DO THIS: Reproduce the portion of the data below that opens with the line containing "Practice. Pick out the glass" and runs through the end of the data, substituting "celery" for every occurrence of "carrot" and leaving all else unchanged.

--- Start MATERIAL PROVIDED ---

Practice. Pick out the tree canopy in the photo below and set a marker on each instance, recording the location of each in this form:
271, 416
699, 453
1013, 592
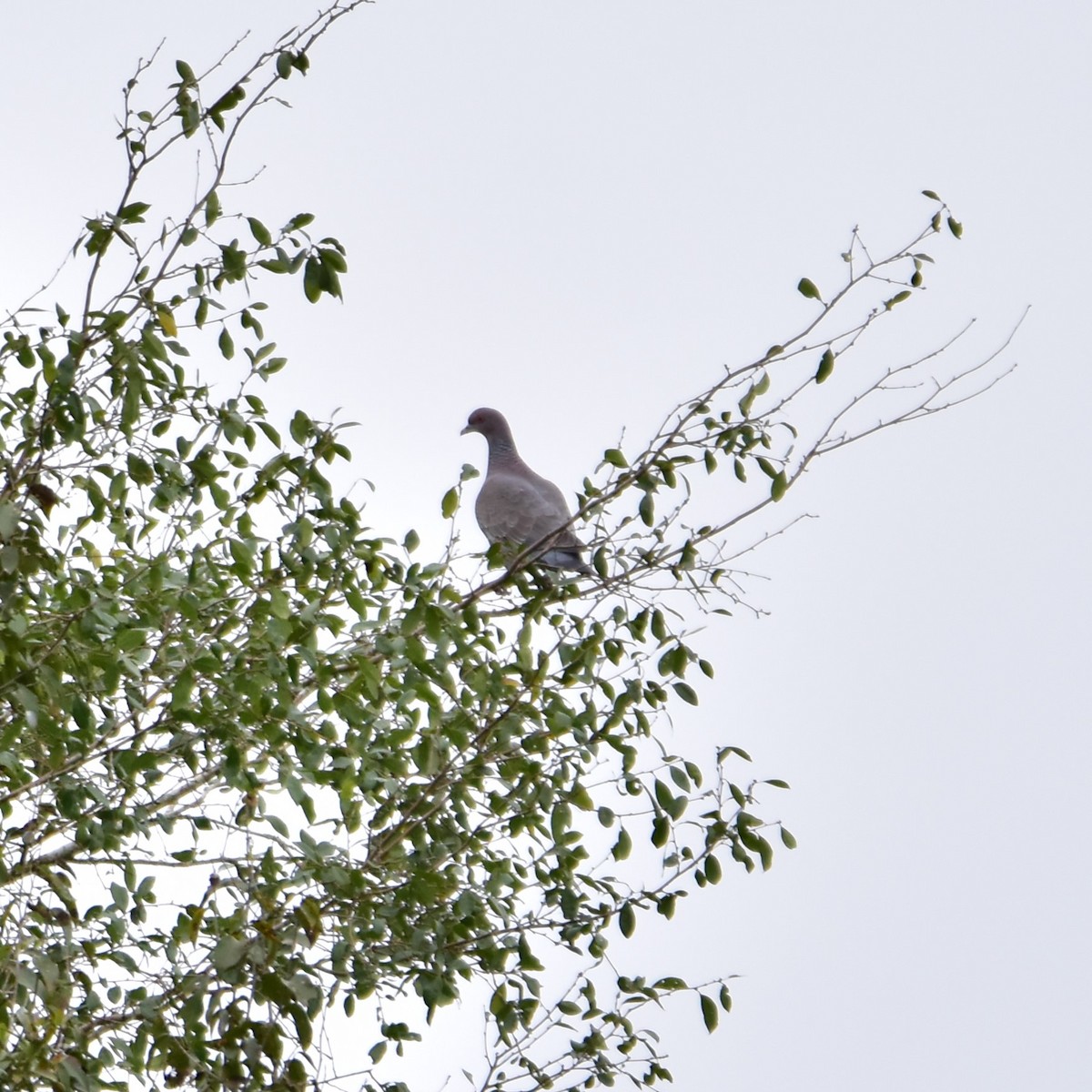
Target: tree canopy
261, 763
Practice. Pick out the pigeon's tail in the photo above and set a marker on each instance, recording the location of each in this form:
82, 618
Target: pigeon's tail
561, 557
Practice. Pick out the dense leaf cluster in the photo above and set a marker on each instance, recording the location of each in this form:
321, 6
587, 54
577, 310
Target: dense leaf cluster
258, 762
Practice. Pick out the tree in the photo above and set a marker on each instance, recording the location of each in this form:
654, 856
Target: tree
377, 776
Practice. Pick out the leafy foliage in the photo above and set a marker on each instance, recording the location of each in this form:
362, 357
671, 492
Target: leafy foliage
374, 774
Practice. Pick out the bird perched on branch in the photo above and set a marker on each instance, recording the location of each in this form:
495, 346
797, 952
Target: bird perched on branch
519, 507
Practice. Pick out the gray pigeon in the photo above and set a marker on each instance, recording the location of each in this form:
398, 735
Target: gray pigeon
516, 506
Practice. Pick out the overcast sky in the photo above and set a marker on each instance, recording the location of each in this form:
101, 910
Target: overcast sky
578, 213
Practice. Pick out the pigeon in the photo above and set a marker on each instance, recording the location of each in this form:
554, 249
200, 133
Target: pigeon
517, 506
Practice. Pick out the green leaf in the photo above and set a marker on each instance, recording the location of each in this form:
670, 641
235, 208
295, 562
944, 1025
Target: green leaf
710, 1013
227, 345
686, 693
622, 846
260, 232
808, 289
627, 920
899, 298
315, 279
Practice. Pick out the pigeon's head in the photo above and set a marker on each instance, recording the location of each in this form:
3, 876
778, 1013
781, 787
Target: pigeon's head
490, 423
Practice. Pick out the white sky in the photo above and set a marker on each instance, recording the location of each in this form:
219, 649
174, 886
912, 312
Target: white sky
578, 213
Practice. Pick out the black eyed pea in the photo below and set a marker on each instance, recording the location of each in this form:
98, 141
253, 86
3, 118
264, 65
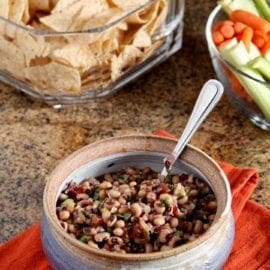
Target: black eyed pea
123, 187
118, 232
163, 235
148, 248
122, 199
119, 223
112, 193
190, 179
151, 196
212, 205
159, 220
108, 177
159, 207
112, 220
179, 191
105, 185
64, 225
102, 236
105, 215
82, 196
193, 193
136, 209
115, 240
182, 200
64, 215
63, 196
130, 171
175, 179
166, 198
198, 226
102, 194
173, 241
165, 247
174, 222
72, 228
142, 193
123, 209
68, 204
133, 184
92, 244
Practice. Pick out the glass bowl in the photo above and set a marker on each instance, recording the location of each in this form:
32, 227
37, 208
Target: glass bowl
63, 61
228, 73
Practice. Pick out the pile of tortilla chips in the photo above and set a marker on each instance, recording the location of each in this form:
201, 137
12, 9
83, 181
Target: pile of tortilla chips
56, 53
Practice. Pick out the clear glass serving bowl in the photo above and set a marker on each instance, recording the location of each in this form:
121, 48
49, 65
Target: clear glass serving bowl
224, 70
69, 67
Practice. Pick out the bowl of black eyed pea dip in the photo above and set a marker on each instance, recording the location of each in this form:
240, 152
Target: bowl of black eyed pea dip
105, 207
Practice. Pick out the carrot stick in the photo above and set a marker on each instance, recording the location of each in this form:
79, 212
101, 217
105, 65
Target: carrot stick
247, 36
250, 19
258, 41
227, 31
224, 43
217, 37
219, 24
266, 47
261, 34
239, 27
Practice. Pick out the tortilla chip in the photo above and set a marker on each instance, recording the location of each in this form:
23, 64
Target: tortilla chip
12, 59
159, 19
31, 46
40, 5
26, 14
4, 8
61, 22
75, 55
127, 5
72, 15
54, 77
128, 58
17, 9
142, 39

--- End MATERIAL PROVIDED ---

RESPONSE TO THIS TASK:
Practice. Pick out the glass bowl in the photo above and set a marker on each instance, recording the location of each in this form:
32, 227
37, 208
Target: glass bowl
63, 61
228, 73
Practice. Pick out the pile of tortilla chips in the photo above and set a marker on each instance, recording the location of each in this form:
201, 137
12, 9
83, 181
Target: pile of tortilla chips
56, 53
Practice. Pick out the clear glass serving bowl in the photo above and set a marker on each instance, recording the location of each in this form:
121, 48
49, 65
Target: clear glass serving bowl
224, 70
69, 67
Practice. Pick out the bowl of black eyed pea dip in the photo above and set a marker on each instance, recording the location of each in this form:
240, 152
Target: bowl of black eyed pea dip
105, 207
Practice. Pick out the celery stick in the photo above and set a marker on each instance, recording the location of each in this form:
79, 212
101, 217
105, 65
Target: celery stick
247, 36
250, 19
258, 41
227, 31
224, 43
217, 37
219, 24
266, 47
261, 34
239, 27
Practice. Pick out the tortilla chip in the photo above and set a marker on each instance, recording the location of each in this form:
23, 64
Target: tortilla chip
12, 59
159, 19
31, 46
40, 5
26, 14
4, 8
61, 22
75, 55
127, 5
72, 15
54, 77
128, 58
17, 9
142, 39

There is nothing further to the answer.